(Petit exercice a)
Dans l'extrait sur le Data Governance Act, réécrivez le passage qui s'ouvre sur les mots « Il sera bientôt » et se ferme sur « Governance Act ? », en échangeant « Journal officiel » contre « Bulletin officiel ».

(Extrait fourni)
.....
Dans la continuité du RGPD et de la stratégie européenne pour les données, le règlement 2022/868 sur la gouvernance européenne des données, ou « Data Governance Act » (DGA) a fait l’objet d’un accord entre le Conseil et le Parlement européen.

Ce nouveau texte vise à mettre en place un cadre général pour faciliter le partage de données au sein de l’Union Européenne et prévoit également des mécanismes de gouvernance.

Il sera bientôt complété par le « Data Act », un règlement sur les données, qui visera plus spécifiquement les droits d’accès et d’utilisation des données.

Publiée au Journal officiel de l’Union européenne le 30 mai dernier, l’entrée en vigueur du DGA est prévue pour le 24 septembre 2023.

Quels sont les objectifs du Data Governance Act ?

La Commission relève l’important potentiel économique des données. Selon elle, les mesures envisagées par le Data Governance Act généreraient 7 à 11 milliards d’euros par an rien qu’au titre de l’échange de données.
.....
(Petit exercice b)
Relevez chaque ligne des enregistrements ci-dessous où figure le mot « collar », en tenant compte des majuscules et des minuscules.
.....
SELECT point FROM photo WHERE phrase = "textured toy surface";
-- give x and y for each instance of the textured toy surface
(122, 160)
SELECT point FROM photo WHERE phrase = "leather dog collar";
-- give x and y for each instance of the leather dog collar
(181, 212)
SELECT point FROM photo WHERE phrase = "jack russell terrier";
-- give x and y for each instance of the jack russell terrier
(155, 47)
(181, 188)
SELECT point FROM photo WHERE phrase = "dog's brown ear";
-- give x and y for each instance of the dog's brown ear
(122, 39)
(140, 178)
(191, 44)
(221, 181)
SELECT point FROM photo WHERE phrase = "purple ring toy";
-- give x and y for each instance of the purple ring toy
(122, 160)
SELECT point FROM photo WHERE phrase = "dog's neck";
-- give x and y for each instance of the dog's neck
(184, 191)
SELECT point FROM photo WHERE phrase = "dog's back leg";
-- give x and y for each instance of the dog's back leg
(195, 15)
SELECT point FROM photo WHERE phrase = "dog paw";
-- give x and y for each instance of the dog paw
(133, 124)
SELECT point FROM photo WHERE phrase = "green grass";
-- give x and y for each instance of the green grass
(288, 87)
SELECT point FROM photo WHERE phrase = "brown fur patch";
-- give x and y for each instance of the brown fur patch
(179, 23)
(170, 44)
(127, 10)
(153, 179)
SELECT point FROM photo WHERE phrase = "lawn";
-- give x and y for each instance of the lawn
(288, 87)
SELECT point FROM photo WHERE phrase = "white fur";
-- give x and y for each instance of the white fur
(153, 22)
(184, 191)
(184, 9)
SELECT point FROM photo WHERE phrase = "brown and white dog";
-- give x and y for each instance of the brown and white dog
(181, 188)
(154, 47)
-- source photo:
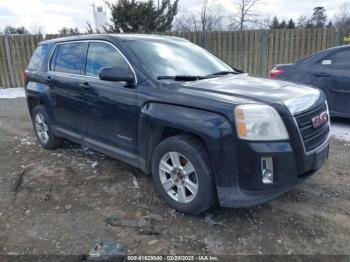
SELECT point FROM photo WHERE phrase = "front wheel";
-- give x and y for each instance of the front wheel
(181, 173)
(43, 130)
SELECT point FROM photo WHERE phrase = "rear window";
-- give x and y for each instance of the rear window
(38, 57)
(68, 58)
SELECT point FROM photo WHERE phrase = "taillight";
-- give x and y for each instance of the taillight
(25, 76)
(276, 72)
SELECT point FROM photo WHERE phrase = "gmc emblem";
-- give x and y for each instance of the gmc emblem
(320, 119)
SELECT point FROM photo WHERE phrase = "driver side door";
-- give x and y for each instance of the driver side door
(111, 106)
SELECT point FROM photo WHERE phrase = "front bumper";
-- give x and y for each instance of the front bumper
(249, 190)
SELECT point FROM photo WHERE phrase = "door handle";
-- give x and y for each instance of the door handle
(85, 85)
(321, 74)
.....
(Résultat obtenu a)
Il sera bientôt complété par le « Data Act », un règlement sur les données, qui visera plus spécifiquement les droits d’accès et d’utilisation des données.

Publiée au Bulletin officiel de l’Union européenne le 30 mai dernier, l’entrée en vigueur du DGA est prévue pour le 24 septembre 2023.

Quels sont les objectifs du Data Governance Act ?

(Résultat obtenu b)
SELECT point FROM photo WHERE phrase = "leather dog collar";
-- give x and y for each instance of the leather dog collar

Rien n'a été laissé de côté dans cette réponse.